== Given task ==
Return every line of the data below verbatim, with no changes.

+++ Materials provided

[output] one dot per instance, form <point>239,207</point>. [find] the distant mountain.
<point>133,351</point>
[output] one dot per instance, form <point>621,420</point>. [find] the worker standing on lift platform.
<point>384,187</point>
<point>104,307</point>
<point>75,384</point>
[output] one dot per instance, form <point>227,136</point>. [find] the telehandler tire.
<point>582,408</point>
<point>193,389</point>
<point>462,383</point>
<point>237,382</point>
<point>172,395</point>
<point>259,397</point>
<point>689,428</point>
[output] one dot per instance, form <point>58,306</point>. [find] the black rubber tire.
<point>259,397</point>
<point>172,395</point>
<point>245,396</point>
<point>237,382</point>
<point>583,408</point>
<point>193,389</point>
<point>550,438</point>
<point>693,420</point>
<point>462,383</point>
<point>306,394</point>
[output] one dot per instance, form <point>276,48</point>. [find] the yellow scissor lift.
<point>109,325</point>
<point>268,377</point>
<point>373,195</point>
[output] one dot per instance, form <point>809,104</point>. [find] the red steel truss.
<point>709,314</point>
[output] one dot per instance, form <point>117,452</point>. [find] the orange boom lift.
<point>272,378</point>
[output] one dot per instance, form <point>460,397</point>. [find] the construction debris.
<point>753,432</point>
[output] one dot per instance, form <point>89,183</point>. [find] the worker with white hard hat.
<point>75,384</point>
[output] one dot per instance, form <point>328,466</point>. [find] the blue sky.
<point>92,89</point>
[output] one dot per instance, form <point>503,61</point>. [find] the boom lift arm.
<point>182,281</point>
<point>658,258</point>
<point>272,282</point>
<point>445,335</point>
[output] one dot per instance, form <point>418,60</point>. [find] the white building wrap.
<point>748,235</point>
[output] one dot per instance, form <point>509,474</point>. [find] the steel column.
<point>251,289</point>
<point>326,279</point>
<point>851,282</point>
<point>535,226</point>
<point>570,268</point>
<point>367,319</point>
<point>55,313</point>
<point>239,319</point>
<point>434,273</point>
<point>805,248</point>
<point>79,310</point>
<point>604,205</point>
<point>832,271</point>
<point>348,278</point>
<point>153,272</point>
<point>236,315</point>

++++++

== Written response ==
[output] one dot per instance, form <point>239,207</point>. [find] the distant mountain.
<point>133,351</point>
[output] one dot per instance, form <point>621,420</point>. [find] the worker standing on lift platform.
<point>384,187</point>
<point>104,307</point>
<point>75,384</point>
[output] one dot per instance, form <point>227,136</point>. [find] the telehandler tire.
<point>582,408</point>
<point>193,389</point>
<point>462,383</point>
<point>237,382</point>
<point>172,395</point>
<point>259,397</point>
<point>689,428</point>
[output] one dot per instance, form <point>58,306</point>. [find] the black rubber tire.
<point>259,397</point>
<point>172,395</point>
<point>245,396</point>
<point>237,382</point>
<point>583,408</point>
<point>193,389</point>
<point>550,438</point>
<point>693,420</point>
<point>462,383</point>
<point>306,394</point>
[output] one dot per instance, form <point>276,48</point>. [find] the yellow scissor lift.
<point>109,325</point>
<point>268,377</point>
<point>373,195</point>
[output] one dot per instance, form <point>809,104</point>. [find] the red steel truss.
<point>709,314</point>
[output] one dot per instance, form <point>117,452</point>. [find] the orange boom lift.
<point>272,378</point>
[output] one dot per instance, form <point>460,397</point>. [find] the construction debris.
<point>753,432</point>
[output] one dot per instance, form <point>89,183</point>. [find] the worker with white hard hat.
<point>75,384</point>
[output] one dot per instance, form <point>328,466</point>. [find] the blue sky.
<point>92,89</point>
[output] one dot per instance, form <point>503,61</point>. [find] the boom lift arm.
<point>182,281</point>
<point>658,258</point>
<point>272,282</point>
<point>445,335</point>
[output] one dot per instance, form <point>418,60</point>. [find] the white building wrap.
<point>748,235</point>
[output] one dot per instance, form <point>509,474</point>. [find] the steel column.
<point>251,289</point>
<point>326,279</point>
<point>851,282</point>
<point>535,226</point>
<point>570,268</point>
<point>367,319</point>
<point>55,313</point>
<point>239,319</point>
<point>434,273</point>
<point>805,248</point>
<point>79,310</point>
<point>604,205</point>
<point>832,271</point>
<point>348,278</point>
<point>153,272</point>
<point>236,315</point>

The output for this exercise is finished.